■ 本文:
カワセミ側溝から(旧続・中岳龍頭望)

好きな言葉は「のこのこ」。好きなラジオ中継「相撲」。ちょっと苦手「煮た南瓜」。影響受けやすいけど、すぐ忘れます。

飛行機に乗って死を思う

2014-09-09 | HORROR

 慣れもあるんだが、いまだに飛行機が怖くないわけではない。怖くないふりをしているだけである。まあ、僕は怖がりだからそれで普通だけど、冷静そうにしている周りの人だって、平静を装っているだけだとひそかに疑っている。もちろん平気な人もいるだろう。しかし必死で平気そうにしている人が必ずいると考える。そうすると逆に自分が落ち着いたりする。大丈夫だよ、僕だって一緒だ。そういう気分が、やっと自分を落ちつかせる。
 何度も怖い経験もしている。もちろんそれは個人的にである。ひょっとしてこのまま僕は死ぬのかもしれない。勝手な想像に苦しめられる。手に汗というが、本当に手のひらが汗でじっとりしてくる。そうして無言でじっと堪えている。危機が去ったように思って回りを見回すと、僕を見てほっとするような顔をする人がいる。たぶん大丈夫だといってくれているのではないか。僕のオーラが周りを苦しめたのなら申し訳なかったな、と思ったりする。しかし、この恐ろしさというのは、やはり簡単に克服できない。

■ 練習問題:
A - 飛行機の怖さを綴った本文を読み、次の問いにそれぞれ答えてください。
(i) 書き手が好きなラジオ中継は何ですか。
(ii) 冷静そうにしている周りの人について、書き手はひそかに何を疑っていますか。
(iii) 怖い思いをしているとき、書き手の手のひらはどうなると書かれていますか。
B - 飛行機の怖さを綴った本文を、最後の文の後から再開して書き進めてください。
この後に並ぶ項目は、本文とは別の出典から取られたものです。

■ 提供項目:

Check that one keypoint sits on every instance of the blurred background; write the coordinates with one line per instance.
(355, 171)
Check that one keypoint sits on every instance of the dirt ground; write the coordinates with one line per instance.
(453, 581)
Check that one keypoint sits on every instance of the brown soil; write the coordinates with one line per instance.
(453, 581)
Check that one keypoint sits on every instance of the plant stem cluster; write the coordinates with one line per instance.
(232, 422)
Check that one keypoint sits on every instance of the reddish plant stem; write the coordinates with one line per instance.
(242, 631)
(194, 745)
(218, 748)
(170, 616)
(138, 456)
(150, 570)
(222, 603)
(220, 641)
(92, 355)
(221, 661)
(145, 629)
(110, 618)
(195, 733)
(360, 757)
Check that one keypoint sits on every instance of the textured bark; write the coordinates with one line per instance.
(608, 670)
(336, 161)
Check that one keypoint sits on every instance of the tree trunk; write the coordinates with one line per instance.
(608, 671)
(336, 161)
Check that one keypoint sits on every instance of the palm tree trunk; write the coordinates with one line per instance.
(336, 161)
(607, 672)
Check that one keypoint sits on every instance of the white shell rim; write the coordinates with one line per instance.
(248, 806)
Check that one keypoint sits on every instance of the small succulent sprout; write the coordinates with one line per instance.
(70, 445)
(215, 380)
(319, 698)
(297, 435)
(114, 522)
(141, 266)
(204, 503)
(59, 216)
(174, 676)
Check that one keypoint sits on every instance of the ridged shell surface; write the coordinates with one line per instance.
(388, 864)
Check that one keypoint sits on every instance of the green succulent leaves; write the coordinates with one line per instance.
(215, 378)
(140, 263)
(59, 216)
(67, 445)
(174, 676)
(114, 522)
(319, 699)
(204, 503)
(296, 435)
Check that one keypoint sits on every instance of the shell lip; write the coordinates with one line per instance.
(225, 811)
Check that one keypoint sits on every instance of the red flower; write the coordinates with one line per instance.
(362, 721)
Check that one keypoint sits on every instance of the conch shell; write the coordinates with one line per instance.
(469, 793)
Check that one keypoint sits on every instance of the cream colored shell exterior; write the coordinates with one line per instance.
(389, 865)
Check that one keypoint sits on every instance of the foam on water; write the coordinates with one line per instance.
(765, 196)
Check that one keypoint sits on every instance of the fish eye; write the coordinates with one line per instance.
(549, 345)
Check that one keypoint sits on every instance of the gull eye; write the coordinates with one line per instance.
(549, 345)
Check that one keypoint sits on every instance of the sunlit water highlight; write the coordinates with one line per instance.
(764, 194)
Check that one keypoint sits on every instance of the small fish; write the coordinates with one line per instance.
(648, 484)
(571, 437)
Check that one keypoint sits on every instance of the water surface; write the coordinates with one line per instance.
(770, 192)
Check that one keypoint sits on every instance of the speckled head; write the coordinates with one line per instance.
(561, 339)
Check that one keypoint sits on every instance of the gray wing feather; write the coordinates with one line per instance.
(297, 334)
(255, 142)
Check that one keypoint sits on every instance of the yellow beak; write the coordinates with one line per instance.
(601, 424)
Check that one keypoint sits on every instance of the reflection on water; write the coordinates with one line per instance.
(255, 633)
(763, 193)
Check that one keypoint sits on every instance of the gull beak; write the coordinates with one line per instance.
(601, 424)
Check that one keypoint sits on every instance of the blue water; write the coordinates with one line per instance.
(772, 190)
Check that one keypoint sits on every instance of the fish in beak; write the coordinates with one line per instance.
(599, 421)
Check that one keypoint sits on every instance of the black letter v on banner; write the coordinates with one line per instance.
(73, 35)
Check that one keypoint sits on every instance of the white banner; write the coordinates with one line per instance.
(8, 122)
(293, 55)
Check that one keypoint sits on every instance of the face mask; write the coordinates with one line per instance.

■ 解答:
A -
(i) 相撲
(ii) 平静を装っているだけだということ
(iii) 汗でじっとりしてくる

B -
 矛盾するようだが、飛行機から見える風景は好きである。雲だけでも美しい。もちろんそれだけで飽きるということはあるんだけれど、雲海だってわざわざ観光名所になっているところだってあるくらいだ。雲の上を飛んでいるという気分は、そんなに悪いものではない。これは安心しているから楽しめるもので、やはり不安なら違って見えるだろう。ゆれる原因というのは分かっているが、多少酷いと機体が持たないのではないか、などと考える。要するに状況に応じて勝手に想像してしまうからいけないのだろう。考えるな、と考えると、余計に考える方向に考えが及ぶ。じゃあどんどん考えてみようと思うとやはり考える。どちらも一緒なら考えるのは仕方がない。
 ところで、この怖がっている自分を考えるというのはそれなりに効果があるらしい。今自分は不安で怖がっている。あたかも他人のように自分の姿を考える。これが実は落ち着く近道なのだという。なるほど僕は強烈に怖がりだが、しかしその怖がっている自分を考えているうちにそれなりに落ち着くということはあるようだ。最後は死ぬんだろうけど、死ぬって言うのはテレビの画面がガーッとなるようなものじゃないかな、と思ったりする。せっかく落ちるんなら派手に爆発して、肉体もろとも滅んでしまいたい。そういう一瞬というのは、痛みがあるんだろうか。そう思うと、かえって落ち着くのだ。自分でも不思議だが、もう先が無いのなら考えても仕方がない。その先は考えようが無いから、やっと諦めるのかもしれない。いや、死にたくないから諦めきれない自分も居る。しかし諦めきれなくても自分は終わるわけだ。どのような遣り残したことがあろうとも、今更どうしようもない。自分でどうにも出来ないことは、残ったものが考えるより無い。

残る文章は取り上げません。